_Task list_:
1. In the excerpt on infant sleep, what percentage of new mothers suffer from postpartum depression after having a baby?
2. Reproduce everything in the excerpt on infant sleep from "The American Academy" down to "ignoring doctor’s orders?".
3. Proceed with the excerpt on infant sleep, picking up after its last sentence.

_Excerpted text_:
The American Academy of Pediatrics (AAP) recommends that infants sleep on their backs, in a crib or bassinet without any blankets or stuffed animals or bumpers, in order to avoid suffocation. And yet, many parents in those first frazzled months often bring their babies to sleep in their bed with them, or fail to adhere to other AAP recommendations. A report that came out in 2015 in Wisconsin found that 75 percent of babies lost to SUID in the state had a crib or bassinet at home, while 90 percent of them were exposed to soft toys or pillows. So why are parents blatantly ignoring doctor’s orders?
According to Karp, the answer is often the obvious one: exhaustion. “The reason isn’t because moms aren’t listening to their doctors, it’s because the doctors aren’t listening to the mothers,” he says. “The majority of people who are falling to sleep with their babies is because they’re tired, and the only way to get their babies to sleep is to bring them into bed.” Karp shares that he often asks his patients whether they would ever go to sleep with a baby in their bed if they were drunk. “Their faces would go blank and they would adamantly say no,” he remembers. “But then I ask them if they would ever bring their baby in bed with them when they were so tired that it was the equivalent of being drunk, and they would say yes. The fact is that we’re drunk parenting.”
Instead of putting all of our hopes of ending SUID on a cardboard box, Karp suggests we should instead focus on improving support for those new mothers who are about to endure extreme levels of sleep deprivation. “Exhaustion is the number one cause of postpartum depression,” he says. As of now, 10 percent of new mothers will suffer from postpartum depression after having a baby. “When it comes to breastfeeding, there’s excellent support from hospitals. But what about information on sleep? For something that affects 10 percent of the population, we need more preventative help.”

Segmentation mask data
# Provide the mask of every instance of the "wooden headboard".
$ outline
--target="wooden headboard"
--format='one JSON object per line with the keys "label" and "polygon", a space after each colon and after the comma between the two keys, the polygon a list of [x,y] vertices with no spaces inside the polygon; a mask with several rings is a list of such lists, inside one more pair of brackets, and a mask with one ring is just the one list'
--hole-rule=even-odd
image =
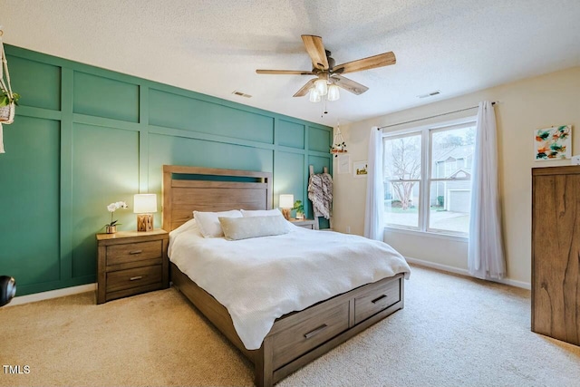
{"label": "wooden headboard", "polygon": [[272,173],[163,166],[163,229],[171,231],[193,211],[272,208]]}

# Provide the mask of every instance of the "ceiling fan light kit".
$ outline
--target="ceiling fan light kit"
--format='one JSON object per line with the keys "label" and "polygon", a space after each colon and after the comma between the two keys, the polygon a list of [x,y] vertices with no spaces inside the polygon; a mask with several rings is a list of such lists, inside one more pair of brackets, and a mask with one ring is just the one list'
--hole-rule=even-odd
{"label": "ceiling fan light kit", "polygon": [[302,35],[302,41],[312,61],[312,71],[256,70],[256,73],[258,74],[316,76],[316,78],[308,81],[294,94],[294,97],[304,97],[309,93],[311,102],[319,102],[324,96],[326,96],[326,101],[337,101],[340,98],[339,87],[353,94],[360,95],[369,88],[343,77],[343,74],[389,66],[395,64],[397,62],[395,54],[392,52],[389,52],[334,65],[334,59],[331,57],[331,52],[324,49],[323,38],[315,35]]}
{"label": "ceiling fan light kit", "polygon": [[319,77],[314,81],[314,88],[320,95],[326,95],[328,93],[328,78]]}
{"label": "ceiling fan light kit", "polygon": [[310,94],[311,102],[320,102],[320,100],[321,100],[320,93],[318,92],[315,87],[310,88],[309,94]]}
{"label": "ceiling fan light kit", "polygon": [[332,102],[333,101],[338,101],[339,98],[341,98],[341,93],[338,86],[334,83],[328,86],[328,96],[326,99]]}

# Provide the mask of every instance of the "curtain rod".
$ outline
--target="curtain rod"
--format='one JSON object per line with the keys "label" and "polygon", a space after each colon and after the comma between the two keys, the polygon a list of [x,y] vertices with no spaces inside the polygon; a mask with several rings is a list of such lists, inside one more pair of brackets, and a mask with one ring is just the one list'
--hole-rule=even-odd
{"label": "curtain rod", "polygon": [[[493,102],[491,102],[492,105],[495,105],[496,103],[498,103],[496,101],[494,101]],[[430,118],[436,118],[436,117],[441,117],[441,116],[446,116],[448,114],[453,114],[453,113],[459,113],[459,111],[470,111],[471,109],[475,109],[478,108],[478,106],[471,106],[470,108],[465,108],[465,109],[459,109],[459,111],[448,111],[446,113],[441,113],[441,114],[435,114],[433,116],[429,116],[429,117],[423,117],[423,118],[419,118],[417,120],[411,120],[411,121],[406,121],[404,122],[399,122],[399,123],[392,123],[391,125],[386,125],[386,126],[380,126],[377,128],[377,130],[381,131],[382,129],[385,128],[391,128],[392,126],[398,126],[398,125],[403,125],[405,123],[411,123],[411,122],[417,122],[418,121],[424,121],[424,120],[429,120]]]}

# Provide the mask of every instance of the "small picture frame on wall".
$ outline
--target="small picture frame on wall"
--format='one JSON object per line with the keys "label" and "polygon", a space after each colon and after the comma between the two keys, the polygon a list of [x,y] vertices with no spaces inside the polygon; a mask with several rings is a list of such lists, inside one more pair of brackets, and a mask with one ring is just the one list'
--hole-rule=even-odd
{"label": "small picture frame on wall", "polygon": [[353,176],[354,178],[366,178],[369,171],[369,163],[367,160],[353,162]]}
{"label": "small picture frame on wall", "polygon": [[549,161],[572,157],[572,126],[558,125],[534,131],[534,160]]}
{"label": "small picture frame on wall", "polygon": [[349,155],[338,155],[338,173],[351,173],[351,157]]}

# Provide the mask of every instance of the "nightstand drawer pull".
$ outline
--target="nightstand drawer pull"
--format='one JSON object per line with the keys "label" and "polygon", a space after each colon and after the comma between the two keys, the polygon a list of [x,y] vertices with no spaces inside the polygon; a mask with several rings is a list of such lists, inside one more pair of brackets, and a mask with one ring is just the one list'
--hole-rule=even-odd
{"label": "nightstand drawer pull", "polygon": [[327,327],[328,327],[328,325],[326,325],[325,324],[323,324],[318,328],[314,328],[314,330],[312,330],[312,331],[308,332],[307,334],[304,334],[304,338],[309,339],[309,338],[311,338],[313,336],[315,336],[316,334],[320,334],[321,332],[323,332]]}
{"label": "nightstand drawer pull", "polygon": [[378,303],[379,301],[381,301],[381,300],[382,300],[382,299],[383,299],[383,298],[387,298],[387,295],[381,295],[380,297],[377,297],[377,298],[375,298],[374,300],[372,300],[372,301],[371,301],[371,302],[372,302],[372,304],[376,304],[376,303]]}

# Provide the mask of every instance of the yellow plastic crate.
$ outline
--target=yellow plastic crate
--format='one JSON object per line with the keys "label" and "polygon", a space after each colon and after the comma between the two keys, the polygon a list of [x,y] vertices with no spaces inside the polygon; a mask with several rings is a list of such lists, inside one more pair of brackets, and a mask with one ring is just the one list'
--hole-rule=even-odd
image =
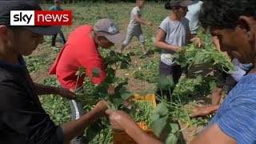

_Task answers_:
1. 10 percent

2.
The American Academy of Pediatrics (AAP) recommends that infants sleep on their backs, in a crib or bassinet without any blankets or stuffed animals or bumpers, in order to avoid suffocation. And yet, many parents in those first frazzled months often bring their babies to sleep in their bed with them, or fail to adhere to other AAP recommendations. A report that came out in 2015 in Wisconsin found that 75 percent of babies lost to SUID in the state had a crib or bassinet at home, while 90 percent of them were exposed to soft toys or pillows. So why are parents blatantly ignoring doctor’s orders?

3.
But what does preventative help look like? A large push to educate parents on sleep and calming techniques for their babies is a good start. “There’s one huge misconception in our culture, which is new moms and dads think they’re supposed to know how to do everything,” says Karp. “But most parents today have little to no experience and little to no family support.” The United States is still shamefully the only industrialized country in the world that does not offer new mothers any paid parental leave or childcare benefits. The lack of financial support after birth often leads new moms to race back to work at a time in which they are still intensely sleep deprived. Rather than just buying a cardboard box and crossing our fingers, we need to start providing better systems for new families, both at home and in Congress. By making sure new mothers are supported in the long run, we can ultimately help stop many preventable deaths of infants in the short run.